* [SET EXERCISE]
Extract every line of the entries below that contains the string "square". Letter case counts.

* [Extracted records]
□ □ □ □ □
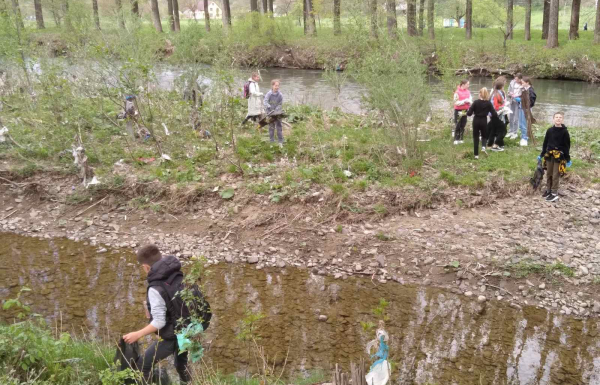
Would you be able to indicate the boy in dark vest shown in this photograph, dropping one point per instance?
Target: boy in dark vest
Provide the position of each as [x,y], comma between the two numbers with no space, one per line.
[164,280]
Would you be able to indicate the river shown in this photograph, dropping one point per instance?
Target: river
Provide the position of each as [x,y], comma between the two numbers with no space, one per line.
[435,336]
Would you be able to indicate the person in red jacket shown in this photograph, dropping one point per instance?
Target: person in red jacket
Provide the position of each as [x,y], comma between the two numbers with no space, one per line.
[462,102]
□ □ □ □ □
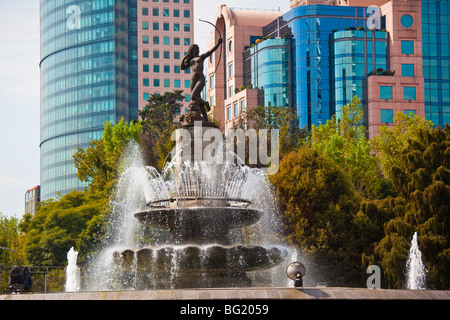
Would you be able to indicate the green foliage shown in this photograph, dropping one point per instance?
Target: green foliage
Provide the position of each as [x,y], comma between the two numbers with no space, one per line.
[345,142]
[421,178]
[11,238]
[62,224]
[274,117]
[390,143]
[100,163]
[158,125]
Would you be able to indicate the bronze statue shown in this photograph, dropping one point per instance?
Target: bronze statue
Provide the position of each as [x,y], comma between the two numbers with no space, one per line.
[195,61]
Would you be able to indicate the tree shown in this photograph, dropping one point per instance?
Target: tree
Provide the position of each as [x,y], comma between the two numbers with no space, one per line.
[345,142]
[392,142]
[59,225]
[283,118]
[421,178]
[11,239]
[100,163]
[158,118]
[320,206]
□ □ □ □ □
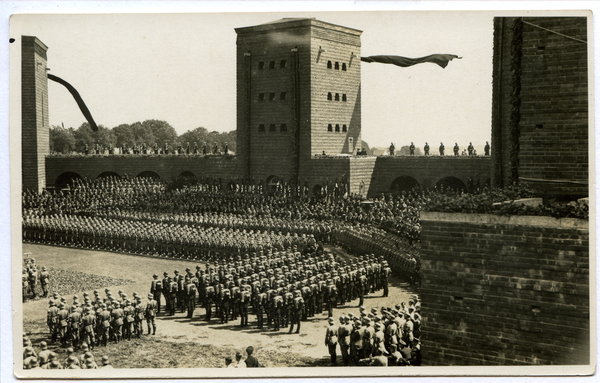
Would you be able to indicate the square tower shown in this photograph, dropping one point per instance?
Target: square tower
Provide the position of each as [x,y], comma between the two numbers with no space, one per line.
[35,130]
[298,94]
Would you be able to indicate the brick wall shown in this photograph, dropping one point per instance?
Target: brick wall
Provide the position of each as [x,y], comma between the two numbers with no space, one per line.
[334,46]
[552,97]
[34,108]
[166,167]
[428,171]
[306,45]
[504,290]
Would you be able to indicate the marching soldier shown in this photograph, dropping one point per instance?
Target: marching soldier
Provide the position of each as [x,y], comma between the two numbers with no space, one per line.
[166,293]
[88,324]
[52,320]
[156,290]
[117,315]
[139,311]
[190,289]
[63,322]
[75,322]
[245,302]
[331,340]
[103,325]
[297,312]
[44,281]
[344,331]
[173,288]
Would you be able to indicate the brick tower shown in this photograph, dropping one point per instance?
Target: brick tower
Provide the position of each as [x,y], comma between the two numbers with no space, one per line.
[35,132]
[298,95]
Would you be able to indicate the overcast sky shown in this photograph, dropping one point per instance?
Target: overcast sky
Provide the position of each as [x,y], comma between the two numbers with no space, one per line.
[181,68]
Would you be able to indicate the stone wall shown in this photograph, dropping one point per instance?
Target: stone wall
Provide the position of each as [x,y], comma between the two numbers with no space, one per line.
□ □ □ □ □
* [THE ANSWER]
Would you be able to indicate the square tower shown in this photograph, dropping one point per instance?
Target: square tower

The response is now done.